## What you have to do
Your task is to repeat the records exactly from the line containing "Smart-glasses accessibility mode: the wearer asks where conifer" onward, through the final line.
● ● ● ● ● ● ●
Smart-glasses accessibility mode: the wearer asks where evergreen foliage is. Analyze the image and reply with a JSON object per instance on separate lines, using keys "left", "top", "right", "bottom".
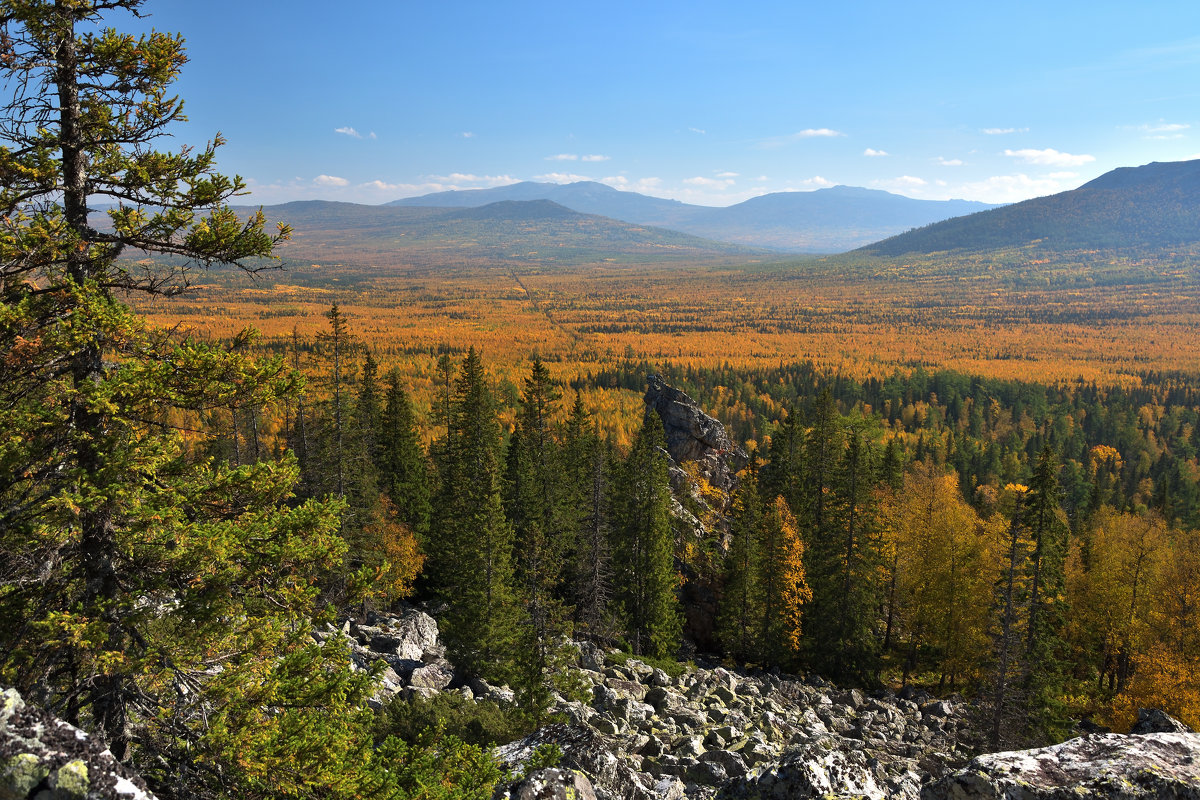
{"left": 379, "top": 369, "right": 433, "bottom": 537}
{"left": 610, "top": 413, "right": 682, "bottom": 658}
{"left": 718, "top": 470, "right": 765, "bottom": 663}
{"left": 0, "top": 3, "right": 411, "bottom": 796}
{"left": 429, "top": 348, "right": 522, "bottom": 682}
{"left": 563, "top": 395, "right": 616, "bottom": 640}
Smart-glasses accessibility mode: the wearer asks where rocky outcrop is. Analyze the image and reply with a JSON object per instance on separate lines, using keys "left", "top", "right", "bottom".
{"left": 644, "top": 376, "right": 747, "bottom": 494}
{"left": 643, "top": 377, "right": 748, "bottom": 652}
{"left": 503, "top": 768, "right": 599, "bottom": 800}
{"left": 922, "top": 725, "right": 1200, "bottom": 799}
{"left": 0, "top": 687, "right": 156, "bottom": 800}
{"left": 1130, "top": 707, "right": 1194, "bottom": 735}
{"left": 499, "top": 657, "right": 972, "bottom": 800}
{"left": 316, "top": 605, "right": 476, "bottom": 708}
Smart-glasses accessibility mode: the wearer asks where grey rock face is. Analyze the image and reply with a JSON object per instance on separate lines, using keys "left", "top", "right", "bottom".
{"left": 334, "top": 605, "right": 461, "bottom": 707}
{"left": 507, "top": 650, "right": 972, "bottom": 800}
{"left": 1129, "top": 708, "right": 1193, "bottom": 735}
{"left": 643, "top": 376, "right": 747, "bottom": 493}
{"left": 357, "top": 607, "right": 441, "bottom": 661}
{"left": 0, "top": 687, "right": 157, "bottom": 800}
{"left": 408, "top": 662, "right": 455, "bottom": 691}
{"left": 921, "top": 731, "right": 1200, "bottom": 800}
{"left": 497, "top": 725, "right": 659, "bottom": 800}
{"left": 504, "top": 768, "right": 599, "bottom": 800}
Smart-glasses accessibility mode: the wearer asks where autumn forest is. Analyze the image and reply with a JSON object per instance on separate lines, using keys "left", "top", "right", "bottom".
{"left": 3, "top": 2, "right": 1200, "bottom": 798}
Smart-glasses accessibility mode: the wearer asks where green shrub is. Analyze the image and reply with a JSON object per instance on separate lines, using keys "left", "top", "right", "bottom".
{"left": 375, "top": 692, "right": 532, "bottom": 748}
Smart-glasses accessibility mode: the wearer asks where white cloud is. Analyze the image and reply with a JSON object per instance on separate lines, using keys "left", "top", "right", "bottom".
{"left": 535, "top": 172, "right": 591, "bottom": 183}
{"left": 600, "top": 176, "right": 663, "bottom": 194}
{"left": 982, "top": 127, "right": 1029, "bottom": 135}
{"left": 689, "top": 127, "right": 706, "bottom": 134}
{"left": 1140, "top": 121, "right": 1190, "bottom": 139}
{"left": 956, "top": 173, "right": 1070, "bottom": 203}
{"left": 461, "top": 132, "right": 475, "bottom": 138}
{"left": 359, "top": 180, "right": 404, "bottom": 192}
{"left": 936, "top": 157, "right": 964, "bottom": 166}
{"left": 244, "top": 172, "right": 524, "bottom": 204}
{"left": 875, "top": 175, "right": 928, "bottom": 189}
{"left": 759, "top": 128, "right": 845, "bottom": 148}
{"left": 1004, "top": 148, "right": 1095, "bottom": 167}
{"left": 863, "top": 148, "right": 889, "bottom": 157}
{"left": 1141, "top": 121, "right": 1189, "bottom": 133}
{"left": 368, "top": 131, "right": 377, "bottom": 140}
{"left": 581, "top": 154, "right": 610, "bottom": 162}
{"left": 429, "top": 173, "right": 518, "bottom": 186}
{"left": 546, "top": 153, "right": 579, "bottom": 161}
{"left": 795, "top": 176, "right": 834, "bottom": 188}
{"left": 716, "top": 171, "right": 739, "bottom": 177}
{"left": 684, "top": 176, "right": 736, "bottom": 188}
{"left": 335, "top": 126, "right": 362, "bottom": 139}
{"left": 756, "top": 175, "right": 770, "bottom": 181}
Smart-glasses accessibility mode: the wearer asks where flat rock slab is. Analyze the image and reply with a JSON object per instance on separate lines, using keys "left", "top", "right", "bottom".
{"left": 922, "top": 732, "right": 1200, "bottom": 800}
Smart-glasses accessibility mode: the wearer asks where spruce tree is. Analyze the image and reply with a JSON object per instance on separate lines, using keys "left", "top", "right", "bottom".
{"left": 1023, "top": 445, "right": 1071, "bottom": 741}
{"left": 611, "top": 412, "right": 681, "bottom": 658}
{"left": 563, "top": 395, "right": 615, "bottom": 639}
{"left": 430, "top": 348, "right": 521, "bottom": 682}
{"left": 759, "top": 495, "right": 811, "bottom": 666}
{"left": 761, "top": 408, "right": 803, "bottom": 514}
{"left": 719, "top": 469, "right": 765, "bottom": 663}
{"left": 0, "top": 3, "right": 389, "bottom": 795}
{"left": 378, "top": 369, "right": 432, "bottom": 537}
{"left": 506, "top": 358, "right": 578, "bottom": 722}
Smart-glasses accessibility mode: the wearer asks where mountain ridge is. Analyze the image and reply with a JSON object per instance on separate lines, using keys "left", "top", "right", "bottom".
{"left": 235, "top": 198, "right": 766, "bottom": 269}
{"left": 859, "top": 159, "right": 1200, "bottom": 256}
{"left": 389, "top": 181, "right": 999, "bottom": 252}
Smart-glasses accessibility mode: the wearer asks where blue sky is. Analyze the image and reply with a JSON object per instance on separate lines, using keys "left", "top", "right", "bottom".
{"left": 129, "top": 1, "right": 1200, "bottom": 207}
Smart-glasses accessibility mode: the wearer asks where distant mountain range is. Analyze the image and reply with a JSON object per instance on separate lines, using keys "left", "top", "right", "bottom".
{"left": 250, "top": 199, "right": 762, "bottom": 269}
{"left": 860, "top": 160, "right": 1200, "bottom": 256}
{"left": 389, "top": 181, "right": 998, "bottom": 253}
{"left": 208, "top": 159, "right": 1200, "bottom": 270}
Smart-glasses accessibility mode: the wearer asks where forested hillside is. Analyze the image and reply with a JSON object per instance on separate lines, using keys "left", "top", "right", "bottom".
{"left": 3, "top": 2, "right": 1200, "bottom": 800}
{"left": 390, "top": 180, "right": 998, "bottom": 252}
{"left": 212, "top": 314, "right": 1200, "bottom": 752}
{"left": 862, "top": 159, "right": 1200, "bottom": 255}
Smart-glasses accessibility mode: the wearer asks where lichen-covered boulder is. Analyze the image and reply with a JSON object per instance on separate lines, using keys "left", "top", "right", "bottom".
{"left": 503, "top": 768, "right": 598, "bottom": 800}
{"left": 1129, "top": 708, "right": 1193, "bottom": 735}
{"left": 0, "top": 687, "right": 156, "bottom": 800}
{"left": 921, "top": 731, "right": 1200, "bottom": 799}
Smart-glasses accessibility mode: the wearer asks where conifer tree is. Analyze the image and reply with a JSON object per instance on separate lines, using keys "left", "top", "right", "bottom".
{"left": 761, "top": 410, "right": 803, "bottom": 512}
{"left": 804, "top": 413, "right": 884, "bottom": 681}
{"left": 719, "top": 469, "right": 765, "bottom": 663}
{"left": 759, "top": 494, "right": 811, "bottom": 665}
{"left": 505, "top": 358, "right": 578, "bottom": 723}
{"left": 311, "top": 303, "right": 355, "bottom": 500}
{"left": 563, "top": 395, "right": 615, "bottom": 639}
{"left": 0, "top": 2, "right": 391, "bottom": 795}
{"left": 378, "top": 369, "right": 432, "bottom": 537}
{"left": 988, "top": 486, "right": 1033, "bottom": 749}
{"left": 1022, "top": 445, "right": 1071, "bottom": 741}
{"left": 430, "top": 348, "right": 521, "bottom": 681}
{"left": 611, "top": 412, "right": 681, "bottom": 658}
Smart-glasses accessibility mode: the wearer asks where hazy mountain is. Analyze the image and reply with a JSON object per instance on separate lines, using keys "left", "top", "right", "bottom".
{"left": 245, "top": 199, "right": 763, "bottom": 269}
{"left": 671, "top": 186, "right": 996, "bottom": 252}
{"left": 859, "top": 160, "right": 1200, "bottom": 256}
{"left": 389, "top": 181, "right": 996, "bottom": 252}
{"left": 388, "top": 181, "right": 697, "bottom": 227}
● ● ● ● ● ● ●
## Reply to the exercise
Smart-glasses accessibility mode: the wearer asks where conifer tree is. Analyze the image and reply with a JSON object per instance on separate lines, using keys "left", "top", "right", "bottom".
{"left": 761, "top": 410, "right": 803, "bottom": 512}
{"left": 804, "top": 413, "right": 884, "bottom": 681}
{"left": 719, "top": 469, "right": 765, "bottom": 663}
{"left": 759, "top": 494, "right": 811, "bottom": 665}
{"left": 505, "top": 358, "right": 578, "bottom": 723}
{"left": 311, "top": 303, "right": 355, "bottom": 500}
{"left": 563, "top": 395, "right": 615, "bottom": 639}
{"left": 0, "top": 2, "right": 391, "bottom": 795}
{"left": 378, "top": 369, "right": 432, "bottom": 537}
{"left": 988, "top": 486, "right": 1033, "bottom": 749}
{"left": 1022, "top": 445, "right": 1071, "bottom": 741}
{"left": 430, "top": 348, "right": 521, "bottom": 681}
{"left": 611, "top": 412, "right": 681, "bottom": 658}
Smart-glasses accessibility mode: the wearer asks where hazy mountain is. Analyze the image and reply with a JSON object per instance on separate lines, using keys "left", "top", "right", "bottom".
{"left": 245, "top": 199, "right": 763, "bottom": 269}
{"left": 671, "top": 186, "right": 996, "bottom": 252}
{"left": 859, "top": 160, "right": 1200, "bottom": 256}
{"left": 389, "top": 181, "right": 996, "bottom": 252}
{"left": 388, "top": 181, "right": 697, "bottom": 227}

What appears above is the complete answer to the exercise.